**Document passage**:
Misdirection

by digby


I've been observing discussions here and elsewhere about the immigration debate with increasing anxiety that the Republicans are going to get away with yet another misdirection perfectly designed to derail progressive hopes and dreams by stroking America's lizard brain. The election feels eerily reminiscent of 1992, when so-called reasonable centrists stoked the crazy man Ross Perot's campaign by backing his obsessive concern for "the deficit" which was nothing more than a weird abstraction into which misinformed discontented voters could pour their economic fears. The political result was that even though a Democrat won, instead of using the tax windfall from the tech boom to finance new initiatives for the public, the best he could do was hang on to the surplus for as long as possible and then watch as the Republicans passed it out to their rich friends like it was Christmas morning the minute they stole the election. Suckered, suckered, suckered.

This time, of course, the stupid irrelevant issue they are forcing into the ether is illegal immigration. And, like "the deficit" it is virtually designed to twist the Democratic candidates into pretzels as they help the Republicans once again misdirect the public to blame something other than the corrupt plutocrats who just pillaged the treasury for their woes.

Illegal immigration has long been a political football in America and this time is no exception. There have been bracero guest worker programs and repatriation programs from the beginning of the last century. During the 1950's, Eisenhower had tens of thousands of Latinos deported under Operation Wetback more than a few of them citizens. (Read that link if you want to see just how similar the arguments then were to today's.) Migration across the border has been present since before there was a border and it's a "problem" that always exists and nobody cares about until they suddenly ... do.

**Brief 1**: List the government programs and operations that the commentary on the immigration debate names.
**Brief 2**: Write a continuation of the commentary on the immigration debate, starting after its final sentence.
The records below are separate material with no connection to the commentary on the immigration debate.

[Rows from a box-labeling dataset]

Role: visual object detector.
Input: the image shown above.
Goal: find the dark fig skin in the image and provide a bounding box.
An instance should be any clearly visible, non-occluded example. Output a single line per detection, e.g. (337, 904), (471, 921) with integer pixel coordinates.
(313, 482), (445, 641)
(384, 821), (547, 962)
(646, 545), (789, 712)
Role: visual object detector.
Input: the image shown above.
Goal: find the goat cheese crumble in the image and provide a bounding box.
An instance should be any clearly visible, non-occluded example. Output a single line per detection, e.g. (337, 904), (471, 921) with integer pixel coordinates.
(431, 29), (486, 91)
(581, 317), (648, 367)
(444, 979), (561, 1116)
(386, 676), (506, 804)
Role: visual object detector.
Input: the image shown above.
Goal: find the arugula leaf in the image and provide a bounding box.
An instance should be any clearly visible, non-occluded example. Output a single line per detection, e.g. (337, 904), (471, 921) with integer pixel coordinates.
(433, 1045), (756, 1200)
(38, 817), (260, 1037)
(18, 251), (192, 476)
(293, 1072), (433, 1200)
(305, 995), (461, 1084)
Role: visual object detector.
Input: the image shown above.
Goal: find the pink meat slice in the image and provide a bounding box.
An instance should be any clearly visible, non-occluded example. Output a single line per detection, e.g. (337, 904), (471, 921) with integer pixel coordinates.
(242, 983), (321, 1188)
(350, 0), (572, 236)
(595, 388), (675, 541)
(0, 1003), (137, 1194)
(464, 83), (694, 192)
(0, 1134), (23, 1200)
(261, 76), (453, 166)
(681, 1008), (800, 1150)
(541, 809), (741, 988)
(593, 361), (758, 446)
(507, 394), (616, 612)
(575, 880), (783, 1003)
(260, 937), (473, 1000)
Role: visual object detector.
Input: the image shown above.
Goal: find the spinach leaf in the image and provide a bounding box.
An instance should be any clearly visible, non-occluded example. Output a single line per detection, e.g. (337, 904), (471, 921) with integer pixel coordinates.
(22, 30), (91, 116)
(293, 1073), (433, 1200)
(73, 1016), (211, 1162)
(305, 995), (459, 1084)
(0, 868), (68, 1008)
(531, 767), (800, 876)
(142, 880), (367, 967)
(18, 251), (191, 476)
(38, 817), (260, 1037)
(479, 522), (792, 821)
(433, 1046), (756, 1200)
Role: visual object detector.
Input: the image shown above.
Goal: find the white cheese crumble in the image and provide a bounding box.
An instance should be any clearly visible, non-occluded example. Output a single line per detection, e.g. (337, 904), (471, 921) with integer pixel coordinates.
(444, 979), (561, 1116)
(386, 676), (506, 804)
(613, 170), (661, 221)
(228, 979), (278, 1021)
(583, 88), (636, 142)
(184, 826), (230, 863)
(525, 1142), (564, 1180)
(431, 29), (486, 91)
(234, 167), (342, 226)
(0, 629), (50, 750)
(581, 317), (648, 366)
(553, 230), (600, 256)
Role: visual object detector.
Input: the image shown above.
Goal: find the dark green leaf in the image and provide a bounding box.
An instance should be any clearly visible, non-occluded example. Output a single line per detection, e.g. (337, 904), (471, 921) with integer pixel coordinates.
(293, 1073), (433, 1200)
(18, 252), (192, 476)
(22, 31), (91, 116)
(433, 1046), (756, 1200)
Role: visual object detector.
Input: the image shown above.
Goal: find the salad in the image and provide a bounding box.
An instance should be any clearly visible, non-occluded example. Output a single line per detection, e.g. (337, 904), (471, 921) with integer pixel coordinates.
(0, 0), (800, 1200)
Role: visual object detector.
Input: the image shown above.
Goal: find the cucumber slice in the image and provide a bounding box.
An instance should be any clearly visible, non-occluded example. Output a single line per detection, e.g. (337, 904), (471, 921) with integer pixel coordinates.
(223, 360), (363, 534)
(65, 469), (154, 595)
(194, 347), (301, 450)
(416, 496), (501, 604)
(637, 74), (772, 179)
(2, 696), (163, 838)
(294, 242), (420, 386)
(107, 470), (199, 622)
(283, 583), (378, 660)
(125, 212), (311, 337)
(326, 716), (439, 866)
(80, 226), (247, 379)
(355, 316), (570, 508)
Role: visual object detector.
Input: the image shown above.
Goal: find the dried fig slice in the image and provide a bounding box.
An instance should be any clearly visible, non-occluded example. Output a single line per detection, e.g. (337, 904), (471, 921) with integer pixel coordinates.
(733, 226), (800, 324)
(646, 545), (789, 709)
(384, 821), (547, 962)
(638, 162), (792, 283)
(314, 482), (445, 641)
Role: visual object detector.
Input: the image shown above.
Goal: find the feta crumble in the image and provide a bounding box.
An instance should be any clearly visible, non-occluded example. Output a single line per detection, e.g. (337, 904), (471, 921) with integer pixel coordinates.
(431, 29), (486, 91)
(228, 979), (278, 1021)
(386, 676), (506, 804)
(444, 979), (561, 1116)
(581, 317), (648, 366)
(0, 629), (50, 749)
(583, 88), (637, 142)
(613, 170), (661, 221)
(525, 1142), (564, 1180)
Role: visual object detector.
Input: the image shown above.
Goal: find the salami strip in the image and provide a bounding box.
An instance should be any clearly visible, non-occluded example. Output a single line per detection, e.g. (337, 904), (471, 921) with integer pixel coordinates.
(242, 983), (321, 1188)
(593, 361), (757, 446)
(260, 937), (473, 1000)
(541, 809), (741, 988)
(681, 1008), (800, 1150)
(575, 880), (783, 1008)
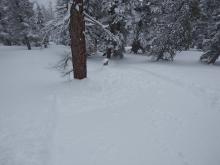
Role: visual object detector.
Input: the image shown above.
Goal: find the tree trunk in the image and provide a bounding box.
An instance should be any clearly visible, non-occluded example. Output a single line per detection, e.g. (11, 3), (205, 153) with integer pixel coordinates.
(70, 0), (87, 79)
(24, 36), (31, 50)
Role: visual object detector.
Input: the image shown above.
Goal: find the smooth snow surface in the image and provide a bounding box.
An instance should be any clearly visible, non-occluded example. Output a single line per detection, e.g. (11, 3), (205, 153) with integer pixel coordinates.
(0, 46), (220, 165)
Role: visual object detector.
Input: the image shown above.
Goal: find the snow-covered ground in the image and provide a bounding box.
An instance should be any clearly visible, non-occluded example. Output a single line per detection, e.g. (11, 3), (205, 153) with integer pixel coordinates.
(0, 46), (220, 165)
* * *
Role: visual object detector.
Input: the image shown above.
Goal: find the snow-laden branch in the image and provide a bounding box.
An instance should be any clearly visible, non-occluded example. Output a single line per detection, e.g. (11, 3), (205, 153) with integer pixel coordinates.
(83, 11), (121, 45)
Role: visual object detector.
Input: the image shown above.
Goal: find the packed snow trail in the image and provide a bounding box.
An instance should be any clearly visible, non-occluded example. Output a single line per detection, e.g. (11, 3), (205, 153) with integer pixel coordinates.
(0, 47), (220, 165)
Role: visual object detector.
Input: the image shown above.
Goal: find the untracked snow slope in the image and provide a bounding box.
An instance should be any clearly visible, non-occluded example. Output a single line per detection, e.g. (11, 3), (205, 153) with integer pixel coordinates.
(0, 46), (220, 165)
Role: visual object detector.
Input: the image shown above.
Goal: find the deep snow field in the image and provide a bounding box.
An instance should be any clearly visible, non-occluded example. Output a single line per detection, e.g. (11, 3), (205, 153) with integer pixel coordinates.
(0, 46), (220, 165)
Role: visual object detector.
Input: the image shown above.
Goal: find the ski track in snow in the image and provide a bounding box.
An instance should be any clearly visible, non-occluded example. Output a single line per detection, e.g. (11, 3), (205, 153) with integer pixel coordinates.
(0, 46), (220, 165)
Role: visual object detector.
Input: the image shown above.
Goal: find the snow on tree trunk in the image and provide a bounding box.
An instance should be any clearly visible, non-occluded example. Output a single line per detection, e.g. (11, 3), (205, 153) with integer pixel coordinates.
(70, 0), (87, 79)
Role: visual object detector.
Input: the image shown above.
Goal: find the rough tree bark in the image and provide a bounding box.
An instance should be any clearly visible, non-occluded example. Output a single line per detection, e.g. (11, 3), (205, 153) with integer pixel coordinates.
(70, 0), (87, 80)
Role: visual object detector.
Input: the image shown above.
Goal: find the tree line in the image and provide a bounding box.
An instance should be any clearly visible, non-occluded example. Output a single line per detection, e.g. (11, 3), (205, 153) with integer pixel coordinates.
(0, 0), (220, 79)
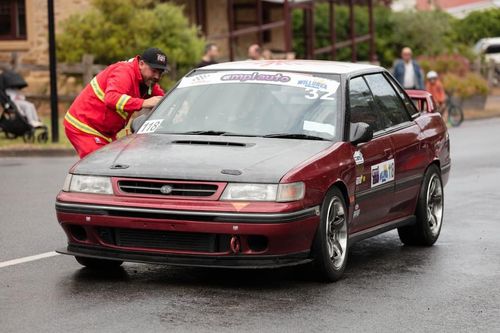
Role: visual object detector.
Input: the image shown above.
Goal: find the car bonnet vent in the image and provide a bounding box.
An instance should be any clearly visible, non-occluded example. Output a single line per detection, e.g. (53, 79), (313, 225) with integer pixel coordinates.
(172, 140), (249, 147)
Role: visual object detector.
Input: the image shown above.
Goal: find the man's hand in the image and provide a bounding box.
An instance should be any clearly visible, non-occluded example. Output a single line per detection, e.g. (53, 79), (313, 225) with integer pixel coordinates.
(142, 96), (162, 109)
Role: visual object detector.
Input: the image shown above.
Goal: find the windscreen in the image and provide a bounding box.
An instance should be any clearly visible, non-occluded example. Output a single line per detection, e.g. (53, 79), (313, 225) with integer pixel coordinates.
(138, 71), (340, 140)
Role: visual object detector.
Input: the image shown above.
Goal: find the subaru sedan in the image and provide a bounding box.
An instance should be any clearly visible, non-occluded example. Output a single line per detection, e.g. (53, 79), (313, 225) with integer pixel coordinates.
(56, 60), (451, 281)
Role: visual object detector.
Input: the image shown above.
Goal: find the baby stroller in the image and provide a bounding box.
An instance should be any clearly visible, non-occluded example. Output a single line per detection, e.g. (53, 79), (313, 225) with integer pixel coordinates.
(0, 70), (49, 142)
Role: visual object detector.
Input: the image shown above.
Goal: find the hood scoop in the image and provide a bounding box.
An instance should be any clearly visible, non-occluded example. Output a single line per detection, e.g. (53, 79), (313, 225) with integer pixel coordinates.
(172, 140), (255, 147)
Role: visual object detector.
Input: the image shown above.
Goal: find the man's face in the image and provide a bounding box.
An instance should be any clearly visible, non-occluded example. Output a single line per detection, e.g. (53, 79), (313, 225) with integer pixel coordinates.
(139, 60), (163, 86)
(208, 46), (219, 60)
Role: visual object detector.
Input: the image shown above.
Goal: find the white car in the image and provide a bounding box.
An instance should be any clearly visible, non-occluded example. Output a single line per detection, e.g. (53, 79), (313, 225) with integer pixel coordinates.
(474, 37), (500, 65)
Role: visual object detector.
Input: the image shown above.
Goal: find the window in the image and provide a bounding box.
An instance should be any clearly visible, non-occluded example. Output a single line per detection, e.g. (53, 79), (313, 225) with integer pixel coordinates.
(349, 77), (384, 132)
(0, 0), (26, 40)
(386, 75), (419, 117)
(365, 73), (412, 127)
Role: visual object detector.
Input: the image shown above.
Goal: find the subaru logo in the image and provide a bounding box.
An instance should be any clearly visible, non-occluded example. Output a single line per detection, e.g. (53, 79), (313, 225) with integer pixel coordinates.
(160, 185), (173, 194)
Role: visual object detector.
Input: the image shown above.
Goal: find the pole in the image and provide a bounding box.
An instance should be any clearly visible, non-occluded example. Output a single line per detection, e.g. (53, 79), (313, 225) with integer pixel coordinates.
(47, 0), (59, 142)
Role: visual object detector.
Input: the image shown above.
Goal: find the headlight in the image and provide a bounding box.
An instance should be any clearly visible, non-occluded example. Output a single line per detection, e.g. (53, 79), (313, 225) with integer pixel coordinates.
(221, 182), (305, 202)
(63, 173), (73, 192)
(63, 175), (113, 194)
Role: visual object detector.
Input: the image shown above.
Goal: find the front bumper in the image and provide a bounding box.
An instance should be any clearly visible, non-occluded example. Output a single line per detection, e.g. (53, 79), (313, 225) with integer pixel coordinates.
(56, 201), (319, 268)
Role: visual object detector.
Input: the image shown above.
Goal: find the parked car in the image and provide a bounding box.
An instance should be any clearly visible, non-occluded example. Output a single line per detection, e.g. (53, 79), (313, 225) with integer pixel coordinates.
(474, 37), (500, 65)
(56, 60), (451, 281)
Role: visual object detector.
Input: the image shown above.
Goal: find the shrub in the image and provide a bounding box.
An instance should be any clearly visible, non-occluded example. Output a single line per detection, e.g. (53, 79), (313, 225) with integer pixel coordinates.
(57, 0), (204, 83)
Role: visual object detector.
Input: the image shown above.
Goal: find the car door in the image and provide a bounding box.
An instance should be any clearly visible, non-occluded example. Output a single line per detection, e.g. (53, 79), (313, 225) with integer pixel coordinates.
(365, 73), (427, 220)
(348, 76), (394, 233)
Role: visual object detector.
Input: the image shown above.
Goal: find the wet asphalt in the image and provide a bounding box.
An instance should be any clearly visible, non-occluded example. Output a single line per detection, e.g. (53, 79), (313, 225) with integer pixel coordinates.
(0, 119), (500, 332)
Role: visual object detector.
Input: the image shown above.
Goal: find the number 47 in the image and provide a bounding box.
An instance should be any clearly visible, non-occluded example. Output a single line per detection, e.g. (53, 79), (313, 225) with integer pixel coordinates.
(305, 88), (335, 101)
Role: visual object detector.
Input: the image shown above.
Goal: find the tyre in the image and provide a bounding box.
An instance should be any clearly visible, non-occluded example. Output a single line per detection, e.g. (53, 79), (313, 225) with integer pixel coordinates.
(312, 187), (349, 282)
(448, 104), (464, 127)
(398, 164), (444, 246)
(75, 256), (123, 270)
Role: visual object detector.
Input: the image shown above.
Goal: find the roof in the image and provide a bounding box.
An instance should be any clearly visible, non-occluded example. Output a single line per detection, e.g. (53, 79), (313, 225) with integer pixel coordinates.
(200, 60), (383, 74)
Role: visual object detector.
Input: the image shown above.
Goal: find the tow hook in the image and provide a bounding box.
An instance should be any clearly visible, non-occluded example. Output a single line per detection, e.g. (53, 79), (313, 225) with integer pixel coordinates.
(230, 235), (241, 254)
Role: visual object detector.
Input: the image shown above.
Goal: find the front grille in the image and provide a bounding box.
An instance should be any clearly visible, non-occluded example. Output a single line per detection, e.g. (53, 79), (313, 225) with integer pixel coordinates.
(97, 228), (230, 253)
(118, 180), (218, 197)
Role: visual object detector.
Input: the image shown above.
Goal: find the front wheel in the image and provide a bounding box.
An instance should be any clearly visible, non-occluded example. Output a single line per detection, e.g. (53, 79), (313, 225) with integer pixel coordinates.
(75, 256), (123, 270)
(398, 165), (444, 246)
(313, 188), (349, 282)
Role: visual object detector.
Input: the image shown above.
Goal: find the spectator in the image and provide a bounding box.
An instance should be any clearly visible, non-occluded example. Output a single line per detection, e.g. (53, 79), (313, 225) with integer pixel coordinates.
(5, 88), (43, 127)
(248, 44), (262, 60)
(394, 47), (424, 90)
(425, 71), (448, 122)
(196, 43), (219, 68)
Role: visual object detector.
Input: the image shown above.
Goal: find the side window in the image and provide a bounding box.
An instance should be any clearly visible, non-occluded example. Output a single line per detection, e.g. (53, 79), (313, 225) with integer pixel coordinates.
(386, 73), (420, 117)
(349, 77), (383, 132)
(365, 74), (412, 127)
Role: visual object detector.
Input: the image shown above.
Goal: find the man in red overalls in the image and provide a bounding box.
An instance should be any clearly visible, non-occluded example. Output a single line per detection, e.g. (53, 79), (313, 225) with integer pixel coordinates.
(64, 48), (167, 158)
...
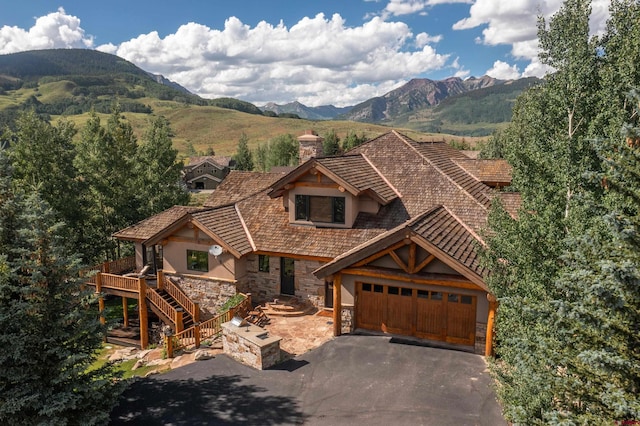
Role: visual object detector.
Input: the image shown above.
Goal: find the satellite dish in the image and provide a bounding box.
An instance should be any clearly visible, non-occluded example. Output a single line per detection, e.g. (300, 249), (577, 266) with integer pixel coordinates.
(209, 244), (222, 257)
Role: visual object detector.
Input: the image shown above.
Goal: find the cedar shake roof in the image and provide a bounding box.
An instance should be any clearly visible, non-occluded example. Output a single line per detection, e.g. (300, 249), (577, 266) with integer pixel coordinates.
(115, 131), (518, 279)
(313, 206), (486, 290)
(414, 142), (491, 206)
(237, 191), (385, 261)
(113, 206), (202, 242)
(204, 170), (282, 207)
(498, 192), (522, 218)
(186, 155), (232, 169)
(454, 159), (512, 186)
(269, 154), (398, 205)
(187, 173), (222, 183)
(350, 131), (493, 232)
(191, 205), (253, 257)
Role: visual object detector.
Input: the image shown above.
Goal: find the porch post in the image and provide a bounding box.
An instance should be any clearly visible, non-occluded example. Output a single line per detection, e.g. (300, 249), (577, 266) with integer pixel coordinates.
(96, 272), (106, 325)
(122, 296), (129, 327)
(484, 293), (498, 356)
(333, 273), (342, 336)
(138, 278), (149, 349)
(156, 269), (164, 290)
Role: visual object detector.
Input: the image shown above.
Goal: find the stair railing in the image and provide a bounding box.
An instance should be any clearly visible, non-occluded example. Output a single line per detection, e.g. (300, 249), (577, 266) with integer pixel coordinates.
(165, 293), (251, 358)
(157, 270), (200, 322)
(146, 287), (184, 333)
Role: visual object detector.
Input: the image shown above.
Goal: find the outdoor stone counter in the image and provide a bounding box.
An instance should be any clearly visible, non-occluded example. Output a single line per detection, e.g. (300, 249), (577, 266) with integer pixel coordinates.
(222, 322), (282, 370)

**Written reply 1**: Bracero guest worker programs; repatriation programs; Operation Wetback

**Written reply 2**:
The thing progressives need to keep in mind is that only thing truly different in this latest "crisis" is the growing number of Latino citizens who are getting agitated by the predictably ugly tone of it and are starting to politically organize. That really is new and the ramifications of it are huge and important for both political parties. It is true that the voter registration drive after the massive rallies was disappointing. But those rallies are a sign of something very, very different in this age-old debate and the Republicans know it. That's why Rove tried so hard to get comprehensive immigration reform knowing very well that he had a short window to take credit among Latinos. They couldn't get it done, not because of the decent people we all know who are suddenly concerned about illegal immigration, but because of a very distinct cohort of the far right who even the old hardline racists are smart enough to know are on the wrong side of history on this one:


Comments by Republican senators on Thursday suggested that they were feeling the heat from conservative critics of the bill, who object to provisions offering legal status. The Republican whip, Trent Lott of Mississippi, who supports the bill, said: “Talk radio is running America. We have to deal with that problem.”


They gave their monster a megaphone and now they can't shut them up. ("As ye sow" and all that drivel.)

The issue tends to get ginned up whenever the plutocrats need to misdirect the people from their corruption and malfeasance, so I would be very suspicious of their "support" for CIR in this environment. There is every reason to believe that they will get behind any punitive border enforcement atrocity with everything they have (if they aren't behind it already.) As much as the Wall Street Journal likes to tout open borders, their real mission at the moment is keeping the people from demanding regulations and laws that will contain their massive greed and reduce income inequality. If it means shutting the border for a little while to keep the rubes from blaming the real culprits, that's a small price to pay.

But like it or not, the way they do this (over and over again) is by playing to certain xenophobic and racist impulses that are always present among some Americans (or which can be drawn out in others who might not think they have such impulses, but, in fact, do.) It's one thing to say that we shouldn't go around willy nilly calling people racists, but it's quite another to actually believe that racism and xenophobia are not in play in a major way.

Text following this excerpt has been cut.